[Records from a collection]
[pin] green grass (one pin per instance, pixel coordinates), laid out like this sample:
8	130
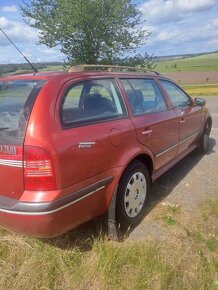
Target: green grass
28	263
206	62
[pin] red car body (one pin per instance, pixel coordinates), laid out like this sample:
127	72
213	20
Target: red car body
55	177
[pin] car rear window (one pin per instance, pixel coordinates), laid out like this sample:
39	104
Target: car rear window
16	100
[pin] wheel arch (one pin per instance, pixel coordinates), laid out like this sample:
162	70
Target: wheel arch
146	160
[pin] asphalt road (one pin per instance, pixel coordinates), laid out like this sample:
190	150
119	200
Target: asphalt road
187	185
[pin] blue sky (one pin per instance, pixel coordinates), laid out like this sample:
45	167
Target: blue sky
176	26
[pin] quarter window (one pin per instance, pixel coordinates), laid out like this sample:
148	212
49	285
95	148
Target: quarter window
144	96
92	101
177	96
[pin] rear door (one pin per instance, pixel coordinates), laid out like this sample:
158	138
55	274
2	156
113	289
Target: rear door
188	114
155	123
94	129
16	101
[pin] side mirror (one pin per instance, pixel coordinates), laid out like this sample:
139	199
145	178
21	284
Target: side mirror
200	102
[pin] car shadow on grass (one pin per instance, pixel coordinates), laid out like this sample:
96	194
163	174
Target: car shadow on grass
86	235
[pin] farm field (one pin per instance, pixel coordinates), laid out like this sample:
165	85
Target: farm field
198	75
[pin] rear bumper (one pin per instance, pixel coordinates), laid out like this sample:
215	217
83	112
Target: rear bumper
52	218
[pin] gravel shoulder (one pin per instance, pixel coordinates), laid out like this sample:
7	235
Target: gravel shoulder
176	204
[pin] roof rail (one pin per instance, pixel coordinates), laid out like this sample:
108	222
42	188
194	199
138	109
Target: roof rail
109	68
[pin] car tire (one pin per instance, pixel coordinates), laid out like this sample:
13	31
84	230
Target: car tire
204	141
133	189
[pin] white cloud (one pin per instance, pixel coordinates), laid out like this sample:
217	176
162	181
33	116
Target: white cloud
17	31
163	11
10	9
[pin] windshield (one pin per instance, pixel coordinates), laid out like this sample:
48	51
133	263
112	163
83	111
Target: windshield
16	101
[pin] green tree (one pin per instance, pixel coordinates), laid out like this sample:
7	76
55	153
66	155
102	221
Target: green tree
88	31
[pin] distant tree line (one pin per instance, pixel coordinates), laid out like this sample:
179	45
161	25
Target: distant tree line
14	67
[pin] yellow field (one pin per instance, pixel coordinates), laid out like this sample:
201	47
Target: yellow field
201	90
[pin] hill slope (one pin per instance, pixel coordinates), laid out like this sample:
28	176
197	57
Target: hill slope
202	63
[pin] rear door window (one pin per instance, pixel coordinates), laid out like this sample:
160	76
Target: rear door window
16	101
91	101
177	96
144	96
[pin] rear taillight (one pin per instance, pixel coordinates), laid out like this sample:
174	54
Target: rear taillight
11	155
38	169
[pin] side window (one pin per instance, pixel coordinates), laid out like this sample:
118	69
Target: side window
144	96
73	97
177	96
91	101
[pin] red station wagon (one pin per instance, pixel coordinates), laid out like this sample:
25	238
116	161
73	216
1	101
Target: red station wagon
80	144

---

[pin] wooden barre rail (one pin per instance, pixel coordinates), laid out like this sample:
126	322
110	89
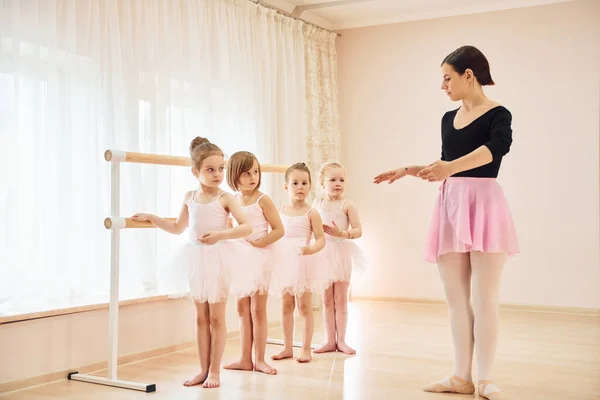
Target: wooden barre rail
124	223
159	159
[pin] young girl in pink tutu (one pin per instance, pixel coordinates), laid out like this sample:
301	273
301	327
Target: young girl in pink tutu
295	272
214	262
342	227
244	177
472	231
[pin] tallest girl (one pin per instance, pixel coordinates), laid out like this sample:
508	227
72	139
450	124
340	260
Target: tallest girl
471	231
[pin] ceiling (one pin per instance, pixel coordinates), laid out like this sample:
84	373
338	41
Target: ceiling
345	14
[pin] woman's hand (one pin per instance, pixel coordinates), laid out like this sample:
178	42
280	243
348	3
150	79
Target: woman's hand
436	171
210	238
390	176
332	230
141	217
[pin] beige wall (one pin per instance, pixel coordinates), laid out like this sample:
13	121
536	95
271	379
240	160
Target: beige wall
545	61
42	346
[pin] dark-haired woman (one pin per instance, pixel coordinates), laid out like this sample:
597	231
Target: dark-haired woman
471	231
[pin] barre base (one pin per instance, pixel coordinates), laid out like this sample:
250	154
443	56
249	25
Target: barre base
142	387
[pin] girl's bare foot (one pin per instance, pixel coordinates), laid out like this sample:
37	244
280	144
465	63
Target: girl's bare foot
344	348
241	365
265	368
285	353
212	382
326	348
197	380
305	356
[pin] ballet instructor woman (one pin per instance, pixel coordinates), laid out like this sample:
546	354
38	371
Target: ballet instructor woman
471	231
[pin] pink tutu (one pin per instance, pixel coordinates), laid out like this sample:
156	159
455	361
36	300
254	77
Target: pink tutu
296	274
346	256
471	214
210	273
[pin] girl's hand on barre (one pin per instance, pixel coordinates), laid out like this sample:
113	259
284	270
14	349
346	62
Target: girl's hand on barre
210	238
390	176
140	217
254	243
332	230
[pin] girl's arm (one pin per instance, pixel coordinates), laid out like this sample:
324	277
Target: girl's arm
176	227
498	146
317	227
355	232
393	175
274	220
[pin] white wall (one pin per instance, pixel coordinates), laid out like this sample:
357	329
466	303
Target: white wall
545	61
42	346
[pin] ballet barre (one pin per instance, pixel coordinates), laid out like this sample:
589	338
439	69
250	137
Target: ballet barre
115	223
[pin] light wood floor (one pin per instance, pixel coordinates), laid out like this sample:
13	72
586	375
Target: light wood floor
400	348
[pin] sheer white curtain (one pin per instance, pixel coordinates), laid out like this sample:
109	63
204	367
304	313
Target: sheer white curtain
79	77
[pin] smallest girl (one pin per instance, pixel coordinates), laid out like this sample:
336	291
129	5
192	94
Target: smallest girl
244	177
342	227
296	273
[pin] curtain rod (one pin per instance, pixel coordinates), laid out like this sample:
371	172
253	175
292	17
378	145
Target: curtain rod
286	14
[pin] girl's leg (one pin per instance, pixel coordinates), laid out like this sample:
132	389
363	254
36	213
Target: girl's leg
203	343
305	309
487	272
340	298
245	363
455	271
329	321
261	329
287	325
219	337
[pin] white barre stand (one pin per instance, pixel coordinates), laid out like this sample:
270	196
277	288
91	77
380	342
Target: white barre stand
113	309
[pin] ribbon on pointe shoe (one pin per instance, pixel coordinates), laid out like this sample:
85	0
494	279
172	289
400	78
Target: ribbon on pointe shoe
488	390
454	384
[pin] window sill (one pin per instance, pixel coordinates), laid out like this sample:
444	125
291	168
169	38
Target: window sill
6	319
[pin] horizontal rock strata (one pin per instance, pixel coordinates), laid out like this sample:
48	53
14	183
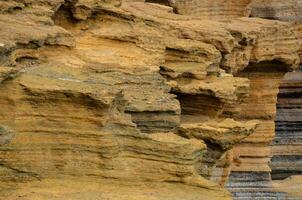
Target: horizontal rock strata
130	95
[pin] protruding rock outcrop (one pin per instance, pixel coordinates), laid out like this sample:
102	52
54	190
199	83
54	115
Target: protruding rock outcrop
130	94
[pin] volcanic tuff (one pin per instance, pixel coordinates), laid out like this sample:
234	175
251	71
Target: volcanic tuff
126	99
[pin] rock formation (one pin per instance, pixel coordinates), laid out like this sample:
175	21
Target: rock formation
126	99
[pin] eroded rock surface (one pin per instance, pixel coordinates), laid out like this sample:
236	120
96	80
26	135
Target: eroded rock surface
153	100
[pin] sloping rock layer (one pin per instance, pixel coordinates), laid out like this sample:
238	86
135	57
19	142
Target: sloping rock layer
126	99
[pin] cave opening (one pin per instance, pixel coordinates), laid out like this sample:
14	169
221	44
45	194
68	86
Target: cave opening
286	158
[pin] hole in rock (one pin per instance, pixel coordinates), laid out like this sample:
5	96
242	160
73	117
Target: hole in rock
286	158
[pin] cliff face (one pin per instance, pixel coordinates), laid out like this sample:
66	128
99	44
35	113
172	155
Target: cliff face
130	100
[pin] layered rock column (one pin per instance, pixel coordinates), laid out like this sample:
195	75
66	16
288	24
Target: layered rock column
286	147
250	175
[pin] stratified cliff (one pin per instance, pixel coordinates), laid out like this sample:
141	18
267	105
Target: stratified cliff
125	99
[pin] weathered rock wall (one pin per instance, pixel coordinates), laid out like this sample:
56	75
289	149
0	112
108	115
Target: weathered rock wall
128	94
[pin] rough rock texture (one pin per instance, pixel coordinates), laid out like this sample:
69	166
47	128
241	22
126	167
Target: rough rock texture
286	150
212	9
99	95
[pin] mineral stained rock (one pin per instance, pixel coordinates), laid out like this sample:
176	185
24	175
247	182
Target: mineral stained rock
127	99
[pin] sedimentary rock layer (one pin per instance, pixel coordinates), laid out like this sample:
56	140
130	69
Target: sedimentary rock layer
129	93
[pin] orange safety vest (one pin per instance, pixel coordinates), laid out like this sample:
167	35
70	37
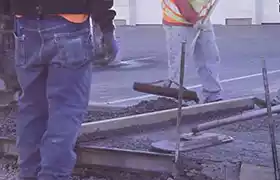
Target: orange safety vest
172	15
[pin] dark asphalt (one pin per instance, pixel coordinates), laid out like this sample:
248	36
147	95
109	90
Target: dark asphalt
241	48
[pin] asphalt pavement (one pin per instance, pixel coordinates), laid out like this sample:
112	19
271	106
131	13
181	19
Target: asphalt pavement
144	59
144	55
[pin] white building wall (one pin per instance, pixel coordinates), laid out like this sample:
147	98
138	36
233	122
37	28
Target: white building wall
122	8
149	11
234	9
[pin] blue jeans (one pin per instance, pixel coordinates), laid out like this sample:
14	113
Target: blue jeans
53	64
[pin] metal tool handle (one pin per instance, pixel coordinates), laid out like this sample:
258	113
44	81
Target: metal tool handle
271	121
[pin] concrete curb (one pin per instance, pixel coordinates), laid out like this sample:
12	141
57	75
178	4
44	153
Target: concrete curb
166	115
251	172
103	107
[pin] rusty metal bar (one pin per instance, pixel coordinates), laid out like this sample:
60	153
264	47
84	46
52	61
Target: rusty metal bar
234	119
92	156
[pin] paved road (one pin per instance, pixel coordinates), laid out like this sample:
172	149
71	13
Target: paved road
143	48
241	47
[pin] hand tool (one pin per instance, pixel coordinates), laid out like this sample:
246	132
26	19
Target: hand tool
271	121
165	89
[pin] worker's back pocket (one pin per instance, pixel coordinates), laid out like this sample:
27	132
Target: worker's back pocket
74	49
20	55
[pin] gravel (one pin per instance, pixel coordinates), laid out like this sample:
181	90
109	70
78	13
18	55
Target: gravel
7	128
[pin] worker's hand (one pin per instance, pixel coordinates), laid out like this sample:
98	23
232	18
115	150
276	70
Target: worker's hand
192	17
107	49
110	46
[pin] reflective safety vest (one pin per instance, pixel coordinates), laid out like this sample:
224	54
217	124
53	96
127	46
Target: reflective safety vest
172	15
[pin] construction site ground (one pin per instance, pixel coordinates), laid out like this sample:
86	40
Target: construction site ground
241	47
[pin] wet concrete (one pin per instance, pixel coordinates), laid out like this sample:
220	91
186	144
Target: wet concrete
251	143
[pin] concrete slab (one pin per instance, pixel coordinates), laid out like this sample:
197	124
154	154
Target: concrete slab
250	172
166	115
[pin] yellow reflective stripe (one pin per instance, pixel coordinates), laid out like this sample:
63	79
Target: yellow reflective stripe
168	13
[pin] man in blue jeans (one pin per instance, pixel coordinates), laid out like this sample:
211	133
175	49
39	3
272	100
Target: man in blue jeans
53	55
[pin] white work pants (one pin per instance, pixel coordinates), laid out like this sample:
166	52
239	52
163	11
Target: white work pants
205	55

==

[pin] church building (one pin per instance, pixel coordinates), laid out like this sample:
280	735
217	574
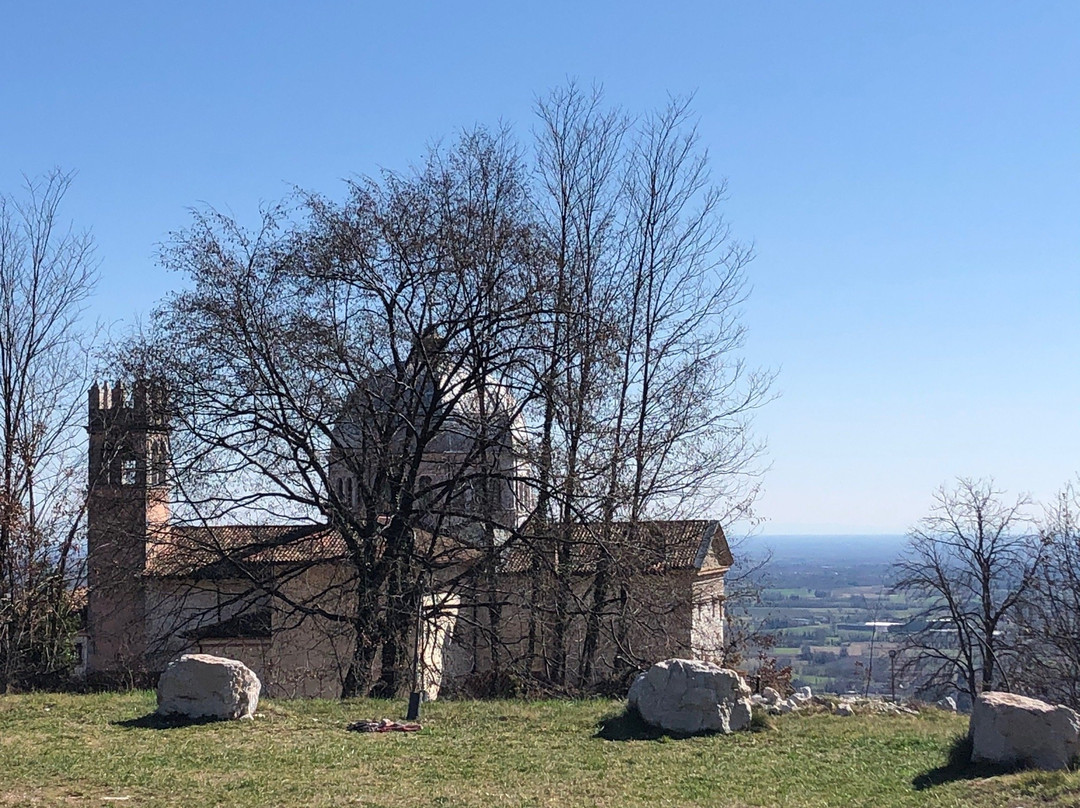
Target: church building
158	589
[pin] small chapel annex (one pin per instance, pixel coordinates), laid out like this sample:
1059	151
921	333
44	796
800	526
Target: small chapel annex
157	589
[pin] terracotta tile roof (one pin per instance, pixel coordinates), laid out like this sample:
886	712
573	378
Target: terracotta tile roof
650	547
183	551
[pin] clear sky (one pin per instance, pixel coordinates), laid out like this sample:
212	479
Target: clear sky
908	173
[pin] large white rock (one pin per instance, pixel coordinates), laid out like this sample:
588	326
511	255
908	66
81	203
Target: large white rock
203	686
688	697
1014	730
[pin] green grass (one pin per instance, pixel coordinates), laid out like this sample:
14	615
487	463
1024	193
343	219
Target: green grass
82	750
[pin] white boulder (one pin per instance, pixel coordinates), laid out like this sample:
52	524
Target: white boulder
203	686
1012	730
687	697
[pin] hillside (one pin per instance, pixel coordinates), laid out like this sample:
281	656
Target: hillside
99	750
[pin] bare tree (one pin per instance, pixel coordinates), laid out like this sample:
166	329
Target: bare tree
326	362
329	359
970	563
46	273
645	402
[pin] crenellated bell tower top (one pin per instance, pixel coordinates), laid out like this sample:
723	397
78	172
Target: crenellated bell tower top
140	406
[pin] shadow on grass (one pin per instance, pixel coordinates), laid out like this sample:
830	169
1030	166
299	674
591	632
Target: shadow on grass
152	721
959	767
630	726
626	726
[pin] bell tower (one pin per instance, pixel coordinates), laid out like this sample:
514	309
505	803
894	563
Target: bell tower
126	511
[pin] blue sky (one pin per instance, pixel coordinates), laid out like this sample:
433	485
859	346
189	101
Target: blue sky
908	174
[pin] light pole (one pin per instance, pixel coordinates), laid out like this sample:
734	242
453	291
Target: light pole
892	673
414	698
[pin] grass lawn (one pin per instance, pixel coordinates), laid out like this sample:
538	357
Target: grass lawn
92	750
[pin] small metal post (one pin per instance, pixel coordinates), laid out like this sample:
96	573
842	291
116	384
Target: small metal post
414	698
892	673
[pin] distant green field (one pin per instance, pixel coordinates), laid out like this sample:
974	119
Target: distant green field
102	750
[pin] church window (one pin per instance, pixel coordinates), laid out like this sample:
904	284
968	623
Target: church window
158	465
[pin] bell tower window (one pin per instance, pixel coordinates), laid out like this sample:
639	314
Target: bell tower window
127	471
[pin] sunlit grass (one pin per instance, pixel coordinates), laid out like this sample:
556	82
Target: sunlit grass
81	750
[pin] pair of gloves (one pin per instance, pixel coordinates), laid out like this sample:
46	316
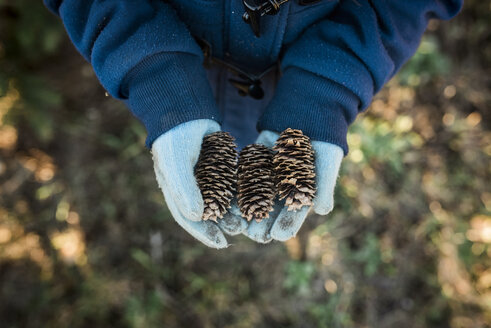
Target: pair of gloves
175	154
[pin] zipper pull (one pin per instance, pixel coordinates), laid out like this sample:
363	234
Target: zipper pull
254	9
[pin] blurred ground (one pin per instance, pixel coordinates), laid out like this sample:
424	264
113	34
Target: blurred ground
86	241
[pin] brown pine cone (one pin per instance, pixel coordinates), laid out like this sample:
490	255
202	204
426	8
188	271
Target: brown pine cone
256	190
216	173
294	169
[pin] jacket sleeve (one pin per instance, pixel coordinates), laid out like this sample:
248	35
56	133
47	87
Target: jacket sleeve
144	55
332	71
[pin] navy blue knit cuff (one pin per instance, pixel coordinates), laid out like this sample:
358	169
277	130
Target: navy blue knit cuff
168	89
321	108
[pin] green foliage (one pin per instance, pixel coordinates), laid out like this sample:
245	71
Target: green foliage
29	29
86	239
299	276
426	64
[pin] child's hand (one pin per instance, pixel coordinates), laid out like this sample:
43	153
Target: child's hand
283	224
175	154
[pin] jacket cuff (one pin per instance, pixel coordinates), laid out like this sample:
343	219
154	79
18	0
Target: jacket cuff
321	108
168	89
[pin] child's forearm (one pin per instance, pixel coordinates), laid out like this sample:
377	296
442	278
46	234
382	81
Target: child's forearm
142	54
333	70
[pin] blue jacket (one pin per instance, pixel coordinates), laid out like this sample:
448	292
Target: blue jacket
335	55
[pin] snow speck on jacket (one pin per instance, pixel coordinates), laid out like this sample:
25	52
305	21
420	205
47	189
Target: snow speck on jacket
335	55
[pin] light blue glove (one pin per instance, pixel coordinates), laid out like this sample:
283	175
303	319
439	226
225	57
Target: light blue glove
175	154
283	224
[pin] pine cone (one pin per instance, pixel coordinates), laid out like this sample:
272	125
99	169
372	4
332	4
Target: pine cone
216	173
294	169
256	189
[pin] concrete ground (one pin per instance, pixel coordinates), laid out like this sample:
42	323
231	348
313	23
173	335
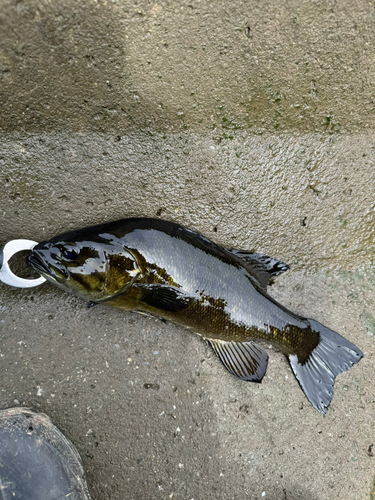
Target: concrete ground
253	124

EXERCISE BRIEF |
List every line in the data above where the word "woman" appears.

SOLUTION |
[pin] woman's hand (one pin per instance, pixel coordinates), laid out like this sample:
Target: woman's hand
[pin] dark-haired woman (one pin per instance, pixel coordinates), laid out like this sample:
Target: dark-haired woman
[pin] ballet instructor woman (one pin per instance, pixel coordinates), laid out like this sample:
Target: ballet instructor woman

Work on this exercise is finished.